- _Exercise_
Count the lines in the listing below that contain the word "head". Reply with the number alone.

━━ Given data ━━

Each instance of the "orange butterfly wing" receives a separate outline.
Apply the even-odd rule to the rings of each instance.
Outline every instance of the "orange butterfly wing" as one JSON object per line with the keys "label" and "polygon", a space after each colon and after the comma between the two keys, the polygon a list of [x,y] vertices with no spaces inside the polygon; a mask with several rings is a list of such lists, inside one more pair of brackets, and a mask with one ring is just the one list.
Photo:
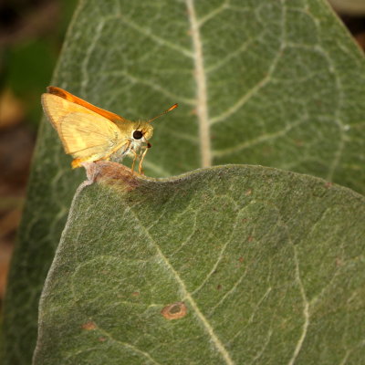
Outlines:
{"label": "orange butterfly wing", "polygon": [[61,97],[63,99],[66,99],[68,101],[74,102],[75,104],[81,105],[92,111],[95,111],[96,113],[102,115],[103,117],[109,119],[110,120],[115,122],[115,121],[127,121],[124,118],[120,117],[118,114],[114,114],[110,111],[105,110],[101,108],[98,108],[95,105],[92,105],[85,100],[83,100],[80,98],[76,97],[75,95],[72,95],[68,91],[64,90],[61,88],[57,88],[56,86],[48,86],[47,88],[47,91],[49,94],[57,95],[58,97]]}

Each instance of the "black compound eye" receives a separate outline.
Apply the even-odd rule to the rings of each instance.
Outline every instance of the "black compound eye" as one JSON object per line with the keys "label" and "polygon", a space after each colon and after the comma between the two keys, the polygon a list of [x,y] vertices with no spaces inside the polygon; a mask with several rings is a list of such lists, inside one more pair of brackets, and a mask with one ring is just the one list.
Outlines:
{"label": "black compound eye", "polygon": [[135,140],[141,140],[143,137],[143,133],[141,130],[134,130],[133,131],[133,138]]}

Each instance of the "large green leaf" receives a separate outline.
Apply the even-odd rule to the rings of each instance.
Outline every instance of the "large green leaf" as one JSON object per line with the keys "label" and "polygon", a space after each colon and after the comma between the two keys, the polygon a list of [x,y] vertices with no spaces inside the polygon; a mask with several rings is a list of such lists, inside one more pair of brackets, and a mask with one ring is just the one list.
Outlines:
{"label": "large green leaf", "polygon": [[[364,192],[363,57],[322,0],[82,1],[53,84],[156,121],[146,173],[249,162]],[[44,278],[82,171],[43,122],[5,302],[7,364],[28,364]]]}
{"label": "large green leaf", "polygon": [[363,196],[255,166],[122,173],[75,197],[34,365],[361,363]]}

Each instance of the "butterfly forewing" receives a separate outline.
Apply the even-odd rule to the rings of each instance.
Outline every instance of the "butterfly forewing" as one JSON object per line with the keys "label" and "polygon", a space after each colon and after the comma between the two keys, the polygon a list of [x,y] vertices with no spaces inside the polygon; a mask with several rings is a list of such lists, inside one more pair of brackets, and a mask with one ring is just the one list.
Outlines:
{"label": "butterfly forewing", "polygon": [[82,105],[52,94],[43,94],[42,104],[74,157],[108,156],[127,142],[113,122]]}

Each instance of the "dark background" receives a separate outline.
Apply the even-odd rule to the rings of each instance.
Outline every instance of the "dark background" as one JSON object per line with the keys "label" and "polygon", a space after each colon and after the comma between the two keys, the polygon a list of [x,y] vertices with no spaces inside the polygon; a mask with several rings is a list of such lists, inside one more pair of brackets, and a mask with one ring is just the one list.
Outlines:
{"label": "dark background", "polygon": [[[77,0],[0,1],[0,309],[49,85]],[[365,16],[340,14],[365,49]]]}

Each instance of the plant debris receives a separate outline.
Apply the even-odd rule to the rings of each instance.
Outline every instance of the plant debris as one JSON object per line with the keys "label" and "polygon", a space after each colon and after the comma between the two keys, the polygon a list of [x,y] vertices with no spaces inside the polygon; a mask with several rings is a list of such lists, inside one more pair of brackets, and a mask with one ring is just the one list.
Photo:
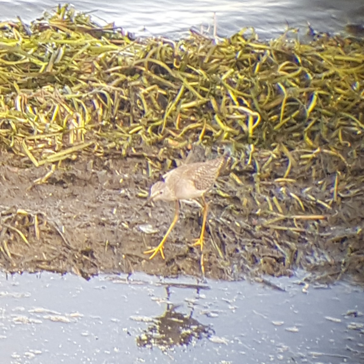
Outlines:
{"label": "plant debris", "polygon": [[208,276],[363,283],[364,41],[292,32],[133,39],[67,5],[0,23],[0,266],[199,274],[193,206],[165,261],[142,253],[172,216],[142,208],[149,186],[196,147],[231,156],[208,196]]}

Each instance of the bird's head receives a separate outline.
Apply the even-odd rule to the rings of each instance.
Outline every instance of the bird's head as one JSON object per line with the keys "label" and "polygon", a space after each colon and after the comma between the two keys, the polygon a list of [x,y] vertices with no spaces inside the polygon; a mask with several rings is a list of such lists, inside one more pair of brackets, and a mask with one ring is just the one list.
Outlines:
{"label": "bird's head", "polygon": [[150,187],[149,199],[153,201],[168,201],[170,199],[169,198],[170,195],[168,186],[163,181],[158,181]]}

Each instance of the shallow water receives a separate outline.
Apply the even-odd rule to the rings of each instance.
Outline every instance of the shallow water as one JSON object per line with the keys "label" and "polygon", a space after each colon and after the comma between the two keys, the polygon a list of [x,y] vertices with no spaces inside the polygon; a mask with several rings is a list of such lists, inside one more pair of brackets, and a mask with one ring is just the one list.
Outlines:
{"label": "shallow water", "polygon": [[[57,6],[59,0],[2,1],[0,20],[20,16],[29,22],[45,10]],[[347,23],[364,21],[363,0],[196,0],[180,1],[161,0],[150,1],[110,0],[103,3],[95,0],[72,2],[78,10],[92,12],[100,23],[115,21],[137,36],[166,35],[179,37],[192,27],[213,24],[216,12],[217,28],[221,36],[229,36],[245,27],[254,27],[261,37],[277,36],[287,23],[298,27],[301,34],[306,31],[307,22],[315,29],[333,33],[343,31]],[[98,18],[99,20],[98,20]]]}
{"label": "shallow water", "polygon": [[294,280],[3,273],[1,362],[363,363],[363,289]]}

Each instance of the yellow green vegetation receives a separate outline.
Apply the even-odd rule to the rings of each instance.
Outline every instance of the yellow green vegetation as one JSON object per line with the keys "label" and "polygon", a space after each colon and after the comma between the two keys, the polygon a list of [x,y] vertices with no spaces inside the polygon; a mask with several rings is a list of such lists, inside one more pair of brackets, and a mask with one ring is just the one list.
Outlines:
{"label": "yellow green vegetation", "polygon": [[[299,263],[290,241],[305,233],[342,224],[350,231],[330,241],[349,234],[359,244],[364,42],[316,34],[301,44],[288,35],[261,41],[245,29],[218,40],[191,33],[132,40],[67,6],[29,27],[3,22],[0,148],[28,165],[49,165],[39,183],[82,154],[138,155],[150,177],[191,143],[228,149],[229,182],[218,193],[233,215],[254,211],[256,230],[270,232],[286,267]],[[254,180],[244,190],[247,166]],[[353,211],[340,212],[344,203]],[[242,220],[231,226],[242,233]],[[282,232],[290,234],[284,246]],[[345,256],[357,250],[350,246]]]}

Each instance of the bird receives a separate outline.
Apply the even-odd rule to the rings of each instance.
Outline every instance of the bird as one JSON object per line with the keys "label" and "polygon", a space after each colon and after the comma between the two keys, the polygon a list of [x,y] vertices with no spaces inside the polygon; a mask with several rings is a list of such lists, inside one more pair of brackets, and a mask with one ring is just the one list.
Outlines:
{"label": "bird", "polygon": [[[225,161],[225,157],[222,156],[205,162],[182,164],[165,173],[163,176],[163,181],[158,181],[152,185],[149,199],[174,201],[175,211],[171,225],[159,245],[144,252],[146,254],[151,254],[150,259],[152,259],[158,252],[160,253],[163,259],[165,258],[163,252],[164,244],[178,221],[179,201],[194,199],[199,197],[201,198],[203,203],[202,225],[199,237],[194,245],[200,246],[201,251],[202,252],[203,235],[208,210],[208,204],[206,202],[205,195],[213,186]],[[203,259],[202,256],[201,268],[203,272]]]}

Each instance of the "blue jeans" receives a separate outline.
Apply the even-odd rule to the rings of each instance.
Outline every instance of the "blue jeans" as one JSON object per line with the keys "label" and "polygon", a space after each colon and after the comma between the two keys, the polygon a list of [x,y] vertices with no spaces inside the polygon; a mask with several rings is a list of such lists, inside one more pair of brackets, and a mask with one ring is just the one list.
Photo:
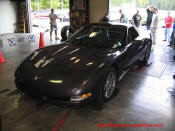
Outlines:
{"label": "blue jeans", "polygon": [[171,28],[165,28],[165,40],[168,42],[171,41],[171,33],[172,33]]}
{"label": "blue jeans", "polygon": [[172,46],[175,46],[175,31],[173,31],[171,33],[171,41],[170,41],[170,45]]}
{"label": "blue jeans", "polygon": [[147,26],[146,26],[146,29],[147,29],[147,30],[150,30],[150,25],[147,25]]}

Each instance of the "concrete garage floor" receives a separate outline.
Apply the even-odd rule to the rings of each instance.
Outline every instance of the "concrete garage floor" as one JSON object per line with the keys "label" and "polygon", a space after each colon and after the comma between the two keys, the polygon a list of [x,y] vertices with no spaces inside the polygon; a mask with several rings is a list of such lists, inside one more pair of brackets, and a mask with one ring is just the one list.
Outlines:
{"label": "concrete garage floor", "polygon": [[[152,64],[130,71],[119,83],[119,94],[99,112],[91,106],[71,110],[40,105],[19,93],[14,85],[14,71],[28,54],[38,48],[38,44],[16,39],[16,46],[9,47],[4,38],[5,44],[1,48],[8,60],[0,64],[3,131],[56,131],[54,129],[58,128],[60,131],[175,131],[175,97],[167,92],[169,87],[174,87],[175,62],[172,62],[172,49],[161,40],[152,54]],[[98,123],[163,124],[163,127],[99,128]]]}

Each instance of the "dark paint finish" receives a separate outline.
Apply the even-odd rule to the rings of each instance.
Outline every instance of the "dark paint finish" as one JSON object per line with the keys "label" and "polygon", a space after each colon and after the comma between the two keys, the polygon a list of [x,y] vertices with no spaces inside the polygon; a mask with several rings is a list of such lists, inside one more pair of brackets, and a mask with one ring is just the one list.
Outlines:
{"label": "dark paint finish", "polygon": [[[59,45],[40,48],[29,55],[15,72],[16,87],[32,97],[60,104],[76,105],[89,102],[98,97],[100,80],[106,69],[114,66],[121,78],[133,64],[144,59],[146,48],[151,44],[150,39],[139,37],[128,42],[128,29],[133,28],[137,33],[132,26],[104,23],[91,26],[120,27],[126,30],[126,41],[122,47],[115,49],[71,43],[71,38],[88,26],[84,27],[69,40]],[[89,99],[70,101],[71,96],[88,92],[92,93]]]}

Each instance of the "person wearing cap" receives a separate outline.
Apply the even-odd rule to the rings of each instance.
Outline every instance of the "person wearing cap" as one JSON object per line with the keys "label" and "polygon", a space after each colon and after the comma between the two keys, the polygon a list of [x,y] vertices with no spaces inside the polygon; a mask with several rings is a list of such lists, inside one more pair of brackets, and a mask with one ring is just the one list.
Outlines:
{"label": "person wearing cap", "polygon": [[141,23],[141,20],[142,20],[142,17],[141,15],[139,14],[139,10],[137,10],[136,14],[132,17],[132,24],[139,28],[140,26],[140,23]]}
{"label": "person wearing cap", "polygon": [[174,19],[170,16],[170,12],[168,12],[167,17],[165,18],[165,39],[163,41],[167,41],[170,43],[171,33],[172,33],[172,24]]}
{"label": "person wearing cap", "polygon": [[109,14],[105,13],[105,15],[100,19],[100,22],[109,22]]}
{"label": "person wearing cap", "polygon": [[152,22],[152,17],[153,17],[153,6],[148,6],[146,9],[147,12],[147,19],[146,19],[146,29],[150,30],[151,22]]}
{"label": "person wearing cap", "polygon": [[54,14],[54,9],[51,9],[49,18],[50,18],[50,41],[52,41],[52,32],[54,30],[55,30],[55,40],[59,40],[59,38],[57,37],[57,22],[56,22],[58,16]]}
{"label": "person wearing cap", "polygon": [[153,48],[154,48],[154,46],[156,45],[156,34],[157,34],[158,23],[159,23],[158,9],[154,8],[153,13],[154,15],[151,22],[151,36],[152,36],[152,42],[153,42]]}

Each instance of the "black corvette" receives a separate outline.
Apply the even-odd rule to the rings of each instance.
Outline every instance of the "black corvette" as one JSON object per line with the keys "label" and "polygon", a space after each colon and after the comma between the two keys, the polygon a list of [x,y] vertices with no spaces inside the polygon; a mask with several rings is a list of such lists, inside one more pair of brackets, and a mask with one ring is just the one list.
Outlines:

━━━

- _The completed task_
3